> WORK TASK 1: Translate this sentence from the reflection on competing into Spanish: "It clearly wasn’t the desire for winning."
> WORK TASK 2:
For each statement, say yes or no to whether it agrees with the reflection on competing below, and quote the words from it that decide the answer.
(a) The writer imagined cancelling the trip and staying at home.
(b) The reactivity came from the desire for winning.
(c) The ego gave no protest at the thought of underperforming.
> WORK TASK 3: Copy word for word everything in the reflection on competing below from "The answer came" down to "feel dead inside.".

> PAGE EXTRACT:
As I pondered the healthiness or otherwise of my relationship to this pleasure, I tested a few scenarios in my imagination. What if I still went on the trip but didn’t compete? What if I competed knowing that I would perform well below my best?
Both of these imaginings immediately drained much of the reactivity….the I gotta have this, desperate quality.
The ego hopped up and down for a few minutes, protesting at underperforming in a setting where I’m known to be a medal contender, imagining people watching and feeling underwhelmed by what I do. But I’m well practised at turfing my ego out of the driver’s seat of my life and it didn’t take long to achieve that.
So what was triggering the reactivity? It clearly wasn’t the desire for winning.
The answer came to me as I imagined cancelling the trip and staying at home. THAT imagining is what I was balking at - it was aversion. In fact the words that came up were: I’d feel dead inside.
Kind of extreme huh? That caught my attention!

> RECORDS SUPPLIED:
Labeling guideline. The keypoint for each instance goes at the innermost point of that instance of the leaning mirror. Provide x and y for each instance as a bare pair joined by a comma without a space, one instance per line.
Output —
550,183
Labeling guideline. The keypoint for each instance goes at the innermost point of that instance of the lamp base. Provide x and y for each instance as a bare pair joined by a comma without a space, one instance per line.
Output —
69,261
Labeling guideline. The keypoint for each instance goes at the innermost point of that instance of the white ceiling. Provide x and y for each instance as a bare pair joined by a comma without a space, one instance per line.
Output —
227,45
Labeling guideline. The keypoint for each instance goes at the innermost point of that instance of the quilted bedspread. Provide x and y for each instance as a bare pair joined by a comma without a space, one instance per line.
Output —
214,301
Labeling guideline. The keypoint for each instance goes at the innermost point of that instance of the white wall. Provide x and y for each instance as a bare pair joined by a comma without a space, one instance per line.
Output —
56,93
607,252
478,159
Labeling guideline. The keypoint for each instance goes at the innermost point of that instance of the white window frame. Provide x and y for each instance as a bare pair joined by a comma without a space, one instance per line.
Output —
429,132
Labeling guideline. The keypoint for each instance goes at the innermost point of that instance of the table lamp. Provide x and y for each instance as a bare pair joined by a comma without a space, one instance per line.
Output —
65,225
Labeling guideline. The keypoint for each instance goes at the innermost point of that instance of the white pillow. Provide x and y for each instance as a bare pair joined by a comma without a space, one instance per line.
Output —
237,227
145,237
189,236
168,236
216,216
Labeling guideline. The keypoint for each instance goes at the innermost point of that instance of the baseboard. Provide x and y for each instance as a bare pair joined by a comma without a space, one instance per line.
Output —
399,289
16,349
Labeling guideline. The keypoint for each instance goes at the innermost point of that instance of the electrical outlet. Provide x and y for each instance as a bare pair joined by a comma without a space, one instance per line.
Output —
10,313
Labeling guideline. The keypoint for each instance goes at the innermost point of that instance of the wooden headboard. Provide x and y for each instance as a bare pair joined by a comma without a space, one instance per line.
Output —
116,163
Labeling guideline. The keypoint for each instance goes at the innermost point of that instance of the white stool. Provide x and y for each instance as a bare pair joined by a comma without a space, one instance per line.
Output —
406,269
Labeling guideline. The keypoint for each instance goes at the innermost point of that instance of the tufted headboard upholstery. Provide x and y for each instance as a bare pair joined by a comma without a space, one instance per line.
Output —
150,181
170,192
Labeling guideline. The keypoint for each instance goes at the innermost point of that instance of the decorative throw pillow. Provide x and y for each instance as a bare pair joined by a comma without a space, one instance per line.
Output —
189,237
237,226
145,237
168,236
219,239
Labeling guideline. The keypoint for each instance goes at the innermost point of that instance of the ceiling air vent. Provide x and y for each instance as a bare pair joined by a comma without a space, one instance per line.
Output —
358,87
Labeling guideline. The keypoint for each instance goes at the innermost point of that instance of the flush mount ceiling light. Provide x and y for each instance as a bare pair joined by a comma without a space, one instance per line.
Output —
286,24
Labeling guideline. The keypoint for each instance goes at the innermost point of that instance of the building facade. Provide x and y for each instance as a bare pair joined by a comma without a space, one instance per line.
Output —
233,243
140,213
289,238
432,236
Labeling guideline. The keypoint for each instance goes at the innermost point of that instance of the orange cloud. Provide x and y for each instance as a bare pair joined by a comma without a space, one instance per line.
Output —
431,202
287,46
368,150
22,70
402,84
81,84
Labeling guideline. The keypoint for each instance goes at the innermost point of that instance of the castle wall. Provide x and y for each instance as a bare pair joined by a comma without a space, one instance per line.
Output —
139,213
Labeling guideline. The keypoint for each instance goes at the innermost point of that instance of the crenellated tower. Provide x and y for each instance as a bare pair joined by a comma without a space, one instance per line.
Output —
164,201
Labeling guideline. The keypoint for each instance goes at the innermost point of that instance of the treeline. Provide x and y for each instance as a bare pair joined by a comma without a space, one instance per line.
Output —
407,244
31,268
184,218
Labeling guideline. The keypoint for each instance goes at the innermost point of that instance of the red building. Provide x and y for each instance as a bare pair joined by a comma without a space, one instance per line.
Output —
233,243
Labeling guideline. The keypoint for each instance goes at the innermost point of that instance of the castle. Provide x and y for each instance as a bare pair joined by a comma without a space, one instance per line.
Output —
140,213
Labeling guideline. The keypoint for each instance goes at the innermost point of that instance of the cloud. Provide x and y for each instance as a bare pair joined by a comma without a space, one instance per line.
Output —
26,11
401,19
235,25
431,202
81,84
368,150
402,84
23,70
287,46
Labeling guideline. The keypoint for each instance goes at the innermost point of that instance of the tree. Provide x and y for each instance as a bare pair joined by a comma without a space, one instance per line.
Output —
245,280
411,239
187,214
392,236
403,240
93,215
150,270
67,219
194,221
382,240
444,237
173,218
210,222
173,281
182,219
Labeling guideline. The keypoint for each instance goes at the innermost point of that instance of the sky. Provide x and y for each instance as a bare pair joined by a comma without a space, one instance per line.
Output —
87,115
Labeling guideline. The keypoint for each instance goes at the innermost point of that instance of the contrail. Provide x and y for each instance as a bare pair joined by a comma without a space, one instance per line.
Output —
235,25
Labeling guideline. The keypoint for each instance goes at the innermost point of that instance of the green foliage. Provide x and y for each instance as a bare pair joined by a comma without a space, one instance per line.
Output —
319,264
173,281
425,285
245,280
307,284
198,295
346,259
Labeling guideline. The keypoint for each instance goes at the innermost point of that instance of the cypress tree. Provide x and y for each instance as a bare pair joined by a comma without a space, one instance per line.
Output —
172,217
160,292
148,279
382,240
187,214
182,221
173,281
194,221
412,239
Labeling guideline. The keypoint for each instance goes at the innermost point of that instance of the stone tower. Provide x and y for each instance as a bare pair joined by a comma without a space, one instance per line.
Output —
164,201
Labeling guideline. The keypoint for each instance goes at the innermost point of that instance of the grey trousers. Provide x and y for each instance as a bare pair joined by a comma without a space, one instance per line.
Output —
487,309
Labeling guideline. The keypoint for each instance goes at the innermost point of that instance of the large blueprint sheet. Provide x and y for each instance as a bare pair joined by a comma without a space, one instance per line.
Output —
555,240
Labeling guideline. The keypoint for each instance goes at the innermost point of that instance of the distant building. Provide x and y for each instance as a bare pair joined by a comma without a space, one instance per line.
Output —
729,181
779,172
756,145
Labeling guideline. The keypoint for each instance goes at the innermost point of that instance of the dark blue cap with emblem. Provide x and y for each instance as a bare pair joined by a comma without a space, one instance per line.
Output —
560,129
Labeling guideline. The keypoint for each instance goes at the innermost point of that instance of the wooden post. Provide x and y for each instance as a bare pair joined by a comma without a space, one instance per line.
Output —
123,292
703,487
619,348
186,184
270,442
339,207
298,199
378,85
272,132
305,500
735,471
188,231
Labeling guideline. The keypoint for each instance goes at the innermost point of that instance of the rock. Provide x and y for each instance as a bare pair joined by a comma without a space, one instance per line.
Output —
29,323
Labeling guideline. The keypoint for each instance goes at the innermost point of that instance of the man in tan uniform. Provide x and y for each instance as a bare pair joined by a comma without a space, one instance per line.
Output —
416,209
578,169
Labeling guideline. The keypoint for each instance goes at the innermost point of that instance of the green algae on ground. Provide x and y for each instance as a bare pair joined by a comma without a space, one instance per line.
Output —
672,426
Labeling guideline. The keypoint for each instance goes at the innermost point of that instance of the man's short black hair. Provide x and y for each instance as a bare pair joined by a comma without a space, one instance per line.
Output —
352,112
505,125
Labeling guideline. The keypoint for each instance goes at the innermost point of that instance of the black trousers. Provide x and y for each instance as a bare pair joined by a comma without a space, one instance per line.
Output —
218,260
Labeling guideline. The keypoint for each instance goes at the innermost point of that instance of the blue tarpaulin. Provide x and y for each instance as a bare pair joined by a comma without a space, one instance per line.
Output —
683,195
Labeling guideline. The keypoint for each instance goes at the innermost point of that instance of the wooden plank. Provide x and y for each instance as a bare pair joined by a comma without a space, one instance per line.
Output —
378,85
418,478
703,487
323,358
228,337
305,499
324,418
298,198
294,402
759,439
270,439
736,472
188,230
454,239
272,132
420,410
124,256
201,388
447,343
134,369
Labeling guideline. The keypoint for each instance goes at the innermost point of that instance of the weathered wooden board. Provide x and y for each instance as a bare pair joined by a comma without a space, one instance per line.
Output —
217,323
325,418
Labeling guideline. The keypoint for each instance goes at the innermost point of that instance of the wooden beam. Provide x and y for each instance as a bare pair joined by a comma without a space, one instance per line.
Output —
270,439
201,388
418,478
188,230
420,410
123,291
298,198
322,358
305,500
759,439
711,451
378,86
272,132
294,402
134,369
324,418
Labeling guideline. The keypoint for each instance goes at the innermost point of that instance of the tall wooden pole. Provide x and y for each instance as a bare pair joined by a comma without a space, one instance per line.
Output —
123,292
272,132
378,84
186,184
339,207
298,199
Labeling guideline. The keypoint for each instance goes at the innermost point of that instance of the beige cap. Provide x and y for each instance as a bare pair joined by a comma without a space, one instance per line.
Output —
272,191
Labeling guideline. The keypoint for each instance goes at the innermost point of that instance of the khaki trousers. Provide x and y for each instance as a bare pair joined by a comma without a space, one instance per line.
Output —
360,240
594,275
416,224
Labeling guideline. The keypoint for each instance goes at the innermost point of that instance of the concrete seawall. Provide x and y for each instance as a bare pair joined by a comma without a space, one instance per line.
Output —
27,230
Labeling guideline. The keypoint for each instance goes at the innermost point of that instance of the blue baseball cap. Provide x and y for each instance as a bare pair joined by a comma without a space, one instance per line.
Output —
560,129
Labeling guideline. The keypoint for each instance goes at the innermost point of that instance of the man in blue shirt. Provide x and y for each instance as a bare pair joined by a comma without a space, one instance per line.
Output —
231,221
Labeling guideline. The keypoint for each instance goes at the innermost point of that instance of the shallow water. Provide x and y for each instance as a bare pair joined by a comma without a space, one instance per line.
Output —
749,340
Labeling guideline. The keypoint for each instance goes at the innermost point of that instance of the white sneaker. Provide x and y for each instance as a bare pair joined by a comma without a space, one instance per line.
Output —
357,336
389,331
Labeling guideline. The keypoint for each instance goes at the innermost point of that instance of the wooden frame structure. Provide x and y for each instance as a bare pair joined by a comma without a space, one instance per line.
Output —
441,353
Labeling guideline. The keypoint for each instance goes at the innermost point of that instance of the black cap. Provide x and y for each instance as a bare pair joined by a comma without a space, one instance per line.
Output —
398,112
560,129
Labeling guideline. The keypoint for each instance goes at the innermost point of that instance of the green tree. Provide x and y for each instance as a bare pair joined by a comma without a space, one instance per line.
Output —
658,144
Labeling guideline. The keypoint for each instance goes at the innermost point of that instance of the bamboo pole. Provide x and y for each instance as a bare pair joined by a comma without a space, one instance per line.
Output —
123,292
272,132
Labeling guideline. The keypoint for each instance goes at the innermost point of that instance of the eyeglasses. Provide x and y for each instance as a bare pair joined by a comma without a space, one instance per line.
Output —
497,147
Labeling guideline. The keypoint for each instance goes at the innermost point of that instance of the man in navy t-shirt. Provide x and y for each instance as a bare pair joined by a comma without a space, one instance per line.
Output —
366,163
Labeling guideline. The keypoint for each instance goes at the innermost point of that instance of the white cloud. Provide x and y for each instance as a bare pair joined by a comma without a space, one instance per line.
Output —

> SOLUTION 1: Claramente no era el deseo de ganar.

> SOLUTION 2:
(a) Yes: "The answer came to me as I imagined cancelling the trip and staying at home."
(b) No: "It clearly wasn’t the desire for winning."
(c) No: "The ego hopped up and down for a few minutes, protesting at underperforming"

> SOLUTION 3:
The answer came to me as I imagined cancelling the trip and staying at home. THAT imagining is what I was balking at - it was aversion. In fact the words that came up were: I’d feel dead inside.